Problem to solve. Please write out every item below again, requests included, and add 47 to each bounding box coordinate in the answers. Don't change the numbers in the requests or their format samples, and leave out the pictures.

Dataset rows
----
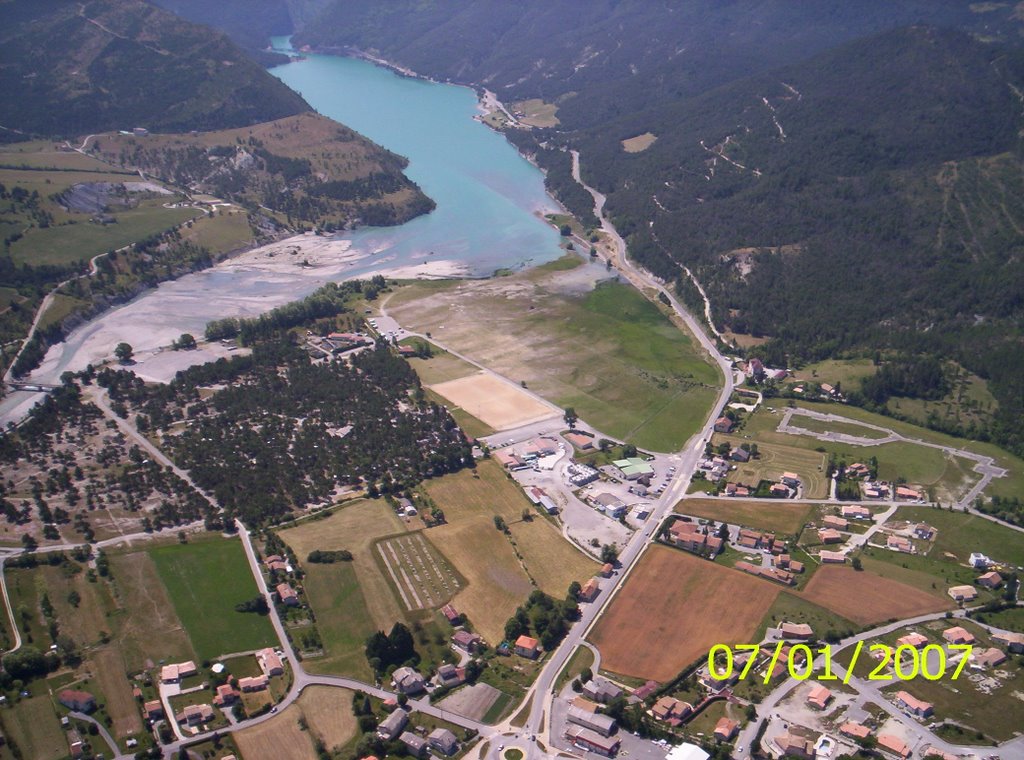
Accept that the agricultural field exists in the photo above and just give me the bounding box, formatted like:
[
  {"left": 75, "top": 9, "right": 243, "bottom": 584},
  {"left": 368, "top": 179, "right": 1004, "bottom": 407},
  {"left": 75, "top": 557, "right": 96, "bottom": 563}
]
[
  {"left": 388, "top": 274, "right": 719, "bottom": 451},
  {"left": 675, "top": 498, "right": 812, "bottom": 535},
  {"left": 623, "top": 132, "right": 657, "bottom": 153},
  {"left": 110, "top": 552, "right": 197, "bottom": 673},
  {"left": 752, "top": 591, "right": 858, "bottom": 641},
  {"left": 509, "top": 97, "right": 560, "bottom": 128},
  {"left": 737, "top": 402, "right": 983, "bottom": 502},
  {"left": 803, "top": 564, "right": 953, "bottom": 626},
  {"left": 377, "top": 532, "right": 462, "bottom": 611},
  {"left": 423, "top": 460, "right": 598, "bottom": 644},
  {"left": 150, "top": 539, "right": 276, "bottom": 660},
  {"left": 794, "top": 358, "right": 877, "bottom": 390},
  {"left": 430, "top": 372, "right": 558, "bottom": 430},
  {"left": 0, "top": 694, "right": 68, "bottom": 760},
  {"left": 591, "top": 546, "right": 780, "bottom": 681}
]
----
Output for this task.
Accept that the agricultural field exists in the photo above and just give me the bounding box, formatted like:
[
  {"left": 75, "top": 9, "right": 243, "bottom": 584},
  {"left": 368, "top": 179, "right": 1004, "bottom": 407},
  {"left": 75, "top": 557, "right": 96, "bottom": 563}
]
[
  {"left": 435, "top": 321, "right": 766, "bottom": 498},
  {"left": 722, "top": 545, "right": 859, "bottom": 582},
  {"left": 670, "top": 179, "right": 704, "bottom": 200},
  {"left": 157, "top": 599, "right": 244, "bottom": 720},
  {"left": 799, "top": 638, "right": 905, "bottom": 688},
  {"left": 556, "top": 144, "right": 607, "bottom": 175},
  {"left": 784, "top": 449, "right": 1030, "bottom": 549},
  {"left": 850, "top": 611, "right": 1000, "bottom": 673},
  {"left": 424, "top": 579, "right": 509, "bottom": 658},
  {"left": 470, "top": 507, "right": 645, "bottom": 691},
  {"left": 197, "top": 586, "right": 323, "bottom": 707},
  {"left": 841, "top": 405, "right": 924, "bottom": 437},
  {"left": 477, "top": 419, "right": 605, "bottom": 477},
  {"left": 47, "top": 741, "right": 115, "bottom": 807},
  {"left": 638, "top": 593, "right": 827, "bottom": 728}
]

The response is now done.